GWENDOLYN STEWART is a Fellow at the Davis Center for Russian Studies at Harvard University.
In these troubled times, an ailing Boris Yeltsin seems the almost too-perfect symbol for an ailing Russia. This is not how the second term of the first Russian president was supposed to turn out. Back in 1996, when the Communists under Gennady Zyuganov appeared poised to take over the presidency (they had already won a plurality in the Duma a half-year before), the ultimate rallying cry was "better a sick Yeltsin than a healthy Zyuganov." The Communists, it was thought, could do positive harm; Yeltsin at least could hold the country together as the fruits of "market democracy" ripened. Should worse come to worst, there were constitutional provisions for choosing a successor now in place; the Prime Minister, Viktor Chernomyrdin, would take over for three months as acting president, and then elections would be called. There was also already at least one other obvious candidate with a proven track record of winning elections, Moscow's Mayor Yury Luzhkov. But the hope was that the reinvigorated Yeltsin, who had toured Russia during the election campaign, would move the country forward if given four more years.

List of tasks
[a] Name every person mentioned by name in the passage on Yeltsin's second term.
[b] Continue the passage on Yeltsin's second term, beginning after its final sentence.

Provided material
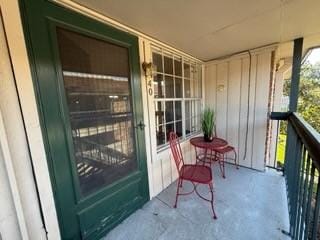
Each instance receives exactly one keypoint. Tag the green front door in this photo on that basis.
(86, 76)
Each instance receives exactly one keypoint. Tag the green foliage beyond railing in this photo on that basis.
(301, 170)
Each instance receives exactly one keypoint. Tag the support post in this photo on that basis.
(295, 79)
(291, 157)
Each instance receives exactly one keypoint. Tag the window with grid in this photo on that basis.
(177, 95)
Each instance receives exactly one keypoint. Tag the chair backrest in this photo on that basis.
(176, 150)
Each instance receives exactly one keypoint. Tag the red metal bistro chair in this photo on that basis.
(196, 174)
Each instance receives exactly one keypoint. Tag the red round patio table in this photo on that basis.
(208, 148)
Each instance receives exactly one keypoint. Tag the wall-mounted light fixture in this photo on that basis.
(220, 88)
(149, 69)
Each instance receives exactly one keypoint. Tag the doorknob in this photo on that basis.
(141, 125)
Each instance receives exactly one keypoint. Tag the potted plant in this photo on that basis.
(207, 124)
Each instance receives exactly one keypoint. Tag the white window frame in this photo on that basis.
(199, 66)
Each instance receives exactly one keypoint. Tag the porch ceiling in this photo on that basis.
(209, 29)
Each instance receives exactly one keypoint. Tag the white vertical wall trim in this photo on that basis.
(254, 108)
(21, 68)
(243, 102)
(144, 53)
(13, 183)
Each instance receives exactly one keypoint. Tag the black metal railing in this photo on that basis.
(301, 171)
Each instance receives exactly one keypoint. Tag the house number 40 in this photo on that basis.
(150, 90)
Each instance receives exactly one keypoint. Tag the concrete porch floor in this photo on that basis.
(249, 205)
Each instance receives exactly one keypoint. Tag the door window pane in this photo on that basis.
(157, 61)
(97, 83)
(168, 65)
(177, 67)
(158, 85)
(178, 87)
(169, 87)
(169, 112)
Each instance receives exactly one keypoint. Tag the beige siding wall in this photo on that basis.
(9, 227)
(241, 103)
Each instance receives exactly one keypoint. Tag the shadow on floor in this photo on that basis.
(249, 205)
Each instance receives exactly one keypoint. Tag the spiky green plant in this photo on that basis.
(207, 122)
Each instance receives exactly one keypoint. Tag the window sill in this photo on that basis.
(166, 146)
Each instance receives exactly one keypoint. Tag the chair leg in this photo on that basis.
(221, 164)
(211, 190)
(235, 159)
(177, 194)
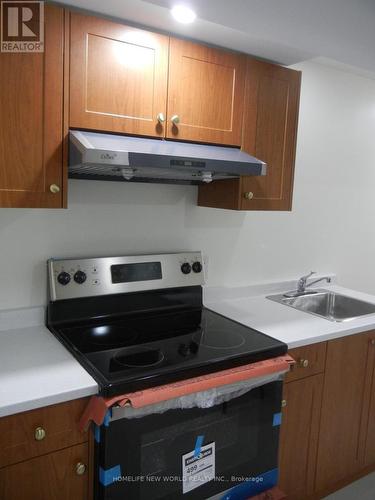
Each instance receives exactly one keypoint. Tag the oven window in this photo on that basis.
(152, 447)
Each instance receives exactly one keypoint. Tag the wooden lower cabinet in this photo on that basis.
(49, 477)
(344, 429)
(299, 436)
(327, 437)
(44, 456)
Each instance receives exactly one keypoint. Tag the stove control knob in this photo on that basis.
(63, 278)
(186, 268)
(197, 267)
(80, 277)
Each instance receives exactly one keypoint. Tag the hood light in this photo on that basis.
(183, 14)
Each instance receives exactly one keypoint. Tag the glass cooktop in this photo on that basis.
(147, 350)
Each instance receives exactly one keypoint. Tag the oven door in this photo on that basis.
(226, 451)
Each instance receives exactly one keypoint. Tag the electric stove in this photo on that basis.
(139, 321)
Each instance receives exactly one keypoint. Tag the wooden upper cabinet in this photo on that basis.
(31, 121)
(118, 77)
(205, 92)
(269, 133)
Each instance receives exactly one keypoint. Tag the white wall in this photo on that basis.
(331, 227)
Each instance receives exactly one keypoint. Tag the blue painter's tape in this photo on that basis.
(276, 419)
(198, 445)
(97, 433)
(253, 486)
(107, 477)
(107, 418)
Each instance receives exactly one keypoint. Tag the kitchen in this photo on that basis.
(247, 254)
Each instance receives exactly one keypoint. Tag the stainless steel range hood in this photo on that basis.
(110, 157)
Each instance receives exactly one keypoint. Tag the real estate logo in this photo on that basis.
(22, 26)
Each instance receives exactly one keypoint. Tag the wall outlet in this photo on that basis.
(205, 266)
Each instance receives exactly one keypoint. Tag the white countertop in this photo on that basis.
(35, 369)
(249, 306)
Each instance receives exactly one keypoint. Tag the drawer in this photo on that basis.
(310, 360)
(37, 432)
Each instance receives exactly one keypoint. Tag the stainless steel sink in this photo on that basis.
(329, 305)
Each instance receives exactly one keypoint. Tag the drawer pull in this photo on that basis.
(175, 119)
(161, 118)
(304, 363)
(80, 468)
(54, 188)
(39, 434)
(248, 195)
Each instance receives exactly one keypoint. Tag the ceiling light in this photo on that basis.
(183, 14)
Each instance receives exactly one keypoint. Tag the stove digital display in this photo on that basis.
(140, 271)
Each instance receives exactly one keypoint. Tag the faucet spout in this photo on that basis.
(302, 285)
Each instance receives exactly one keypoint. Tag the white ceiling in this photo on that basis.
(337, 32)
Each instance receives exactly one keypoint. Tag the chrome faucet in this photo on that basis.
(302, 285)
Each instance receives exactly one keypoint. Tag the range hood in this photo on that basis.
(110, 157)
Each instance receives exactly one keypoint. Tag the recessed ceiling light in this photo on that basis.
(183, 14)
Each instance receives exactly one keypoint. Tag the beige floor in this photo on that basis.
(364, 489)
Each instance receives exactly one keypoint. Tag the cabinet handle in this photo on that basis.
(160, 117)
(80, 468)
(39, 434)
(175, 119)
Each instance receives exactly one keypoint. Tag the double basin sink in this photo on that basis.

Outputs by task
[a] Gwendolyn Stewart, Boris Yeltsin, Gennady Zyuganov, Viktor Chernomyrdin, Yury Luzhkov

[b]
It seemed that important battles had been won, even if the victories had been paid for at a bitter price. After the confrontation with the Supreme Soviet had ended in the shelling of the White House, a post-Soviet constitution had finally been hammered out and ratified by popular referendum in December 1993. The main lines of development for the new political system were clear: Russia was to be not a parliamentary but a presidential republic--too much so, it was almost certain. The war in Chechnya, fought in the name of saving the Federation, had been brought to an uneasy cease-fire with the prospect of an ending within sight. The long-promised economic upturn had still not materialized, at least not in the officially registered economy, but hyper-inflation had been wrung out of the system. Now it was time to show, in a fully contested election, that Russians had moved beyond communism, away from their past, and were still willing to bet on the future.
Then Boris Yeltsin failed to show up at his regular polling place on July 1996, the day of the crucial final round of the election, but won with 54 percent of the votes. Two months later he made the unprecedented public announcement of his need for heart surgery and on November 5, 1996, he underwent a quintuple bypass surgery. The operation was declared a success, but the president's health and the political life of Russia have been on a roller coaster ride ever since.
The Making of Yeltsin
As obvious and devastating as the Russian crisis appears today, it is necessary to place it in context, to reflect on how much has changed in just a decade. Ten years ago Boris Yeltsin was a failed Soviet politician, drummed out of the ruling Politburo and marking time in a make-work job as deputy chief of the State Committee on Construction. Ten years ago the Soviet Union was indisputably the other superpower, and the Reagan administration had committed vast amounts of American resources in an effort to close what it saw as a window of vulnerability to the Evil Empire.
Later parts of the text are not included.